◆ PASSAGE PROVIDED
-*-*-

Figure 7 shows a comparison between $(B P 1)$ and IRELAND in terms of objective value (a) and runtime (b) for noisy data sets. Figure 7(b) shows that, for 74 out of the 118 data sets, $(B P 1)$ required more than four hours of runtime. For another 25 data sets, no solution was found at all as the system ran out of memory; hence, these data sets were assigned an objective value of 1.0 and a runtime of four hours. For those data sets in which $(B P 1)$ did find a solution within the set time limit, Figure 7 shows that, for most data sets IRELAND outperformed $(B P 1)$ .

Figure 7. Comparison of the Performance of $(B P 1)$ vs. IRELAND on Data Sets with Noise in Terms of Normalized Objective Function Value (a) and Runtime (b) in Seconds
*Notes*. Each dot represents a data set, for which the normalized objective value and the runtime of $(B P 1)$ are shown on the horizontal axis and the normalized objective value and runtime of IRELAND are shown on the vertical axis. The dashed line indicates equal performance between the methods.

Figures 8 and 9 show histograms of the number of data sets for which IRELAND outperformed $(B P 1), (B P 1)$ outperformed IRELAND, or performance was similar in terms of objective and runtime, respectively, separated by number of samples N, of features J, and of AND clauses K. Similar to the noiseless setting, the histograms show that, for $N \leq 500$ , IRELAND often but not always outperforms $(B P 1)$ in terms of objective values and runtimes, whereas for $N \geq 1, 000$ , the main purpose of this work, IRELAND always outperforms $(B P 1)$ . Figures 8–10 show that IRELAND outperforms $(B P 1)$ when either N or J is large.

Figure 8. Histograms of the Number of Data Sets (with Noise) for Which $(B P 1)$ Has a Better Objective Value Than IRELAND (Black), the Objective Values Do Not Differ by More Than 0.005 (Dark Gray), and IRELAND Has a Better Objective Function Value Than $(B P 1)$ (Light Gray), Split per N, J, and K
*Note*. The results corresponding to a single value for N, J, or K are averaged over all combinations of the other two parameters.

-*-*-

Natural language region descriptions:

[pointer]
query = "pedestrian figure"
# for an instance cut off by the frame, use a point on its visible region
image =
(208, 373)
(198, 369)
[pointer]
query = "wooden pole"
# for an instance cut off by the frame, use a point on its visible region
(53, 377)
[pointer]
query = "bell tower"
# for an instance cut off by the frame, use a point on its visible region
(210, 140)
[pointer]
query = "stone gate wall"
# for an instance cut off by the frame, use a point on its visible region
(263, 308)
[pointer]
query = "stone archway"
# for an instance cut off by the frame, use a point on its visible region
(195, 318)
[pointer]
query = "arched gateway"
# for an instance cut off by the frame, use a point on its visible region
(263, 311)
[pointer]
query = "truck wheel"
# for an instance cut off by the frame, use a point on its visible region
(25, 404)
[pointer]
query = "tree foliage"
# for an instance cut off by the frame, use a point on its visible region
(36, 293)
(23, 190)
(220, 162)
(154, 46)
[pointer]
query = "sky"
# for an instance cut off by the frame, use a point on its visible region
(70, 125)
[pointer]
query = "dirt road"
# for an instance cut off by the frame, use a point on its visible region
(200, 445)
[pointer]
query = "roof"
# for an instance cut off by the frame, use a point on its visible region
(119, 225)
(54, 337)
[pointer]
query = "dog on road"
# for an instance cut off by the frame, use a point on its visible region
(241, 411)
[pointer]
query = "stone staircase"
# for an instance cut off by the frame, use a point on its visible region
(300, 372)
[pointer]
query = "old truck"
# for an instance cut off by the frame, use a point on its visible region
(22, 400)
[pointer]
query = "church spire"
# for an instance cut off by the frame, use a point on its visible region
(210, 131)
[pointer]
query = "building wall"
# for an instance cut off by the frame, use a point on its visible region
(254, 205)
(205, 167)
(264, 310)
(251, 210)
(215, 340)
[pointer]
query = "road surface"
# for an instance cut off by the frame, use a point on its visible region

-*-*-

◆ PARTS OF THE EXERCISE
(1) Using the IRELAND comparison text, explain why 25 of the noisy data sets were given an objective value of 1.0 and a runtime of four hours for (BP1).
(2) According to the IRELAND comparison text, for how many of the 118 noisy data sets did (BP1) need more than four hours of runtime?
Rely solely on the text when responding.

◆ ANSWERS GIVEN
(1) For those 25 data sets, (BP1) found no solution at all because the system ran out of memory. As a result, they were assigned an objective value of 1.0 and a runtime of four hours.

(2) 74 data sets.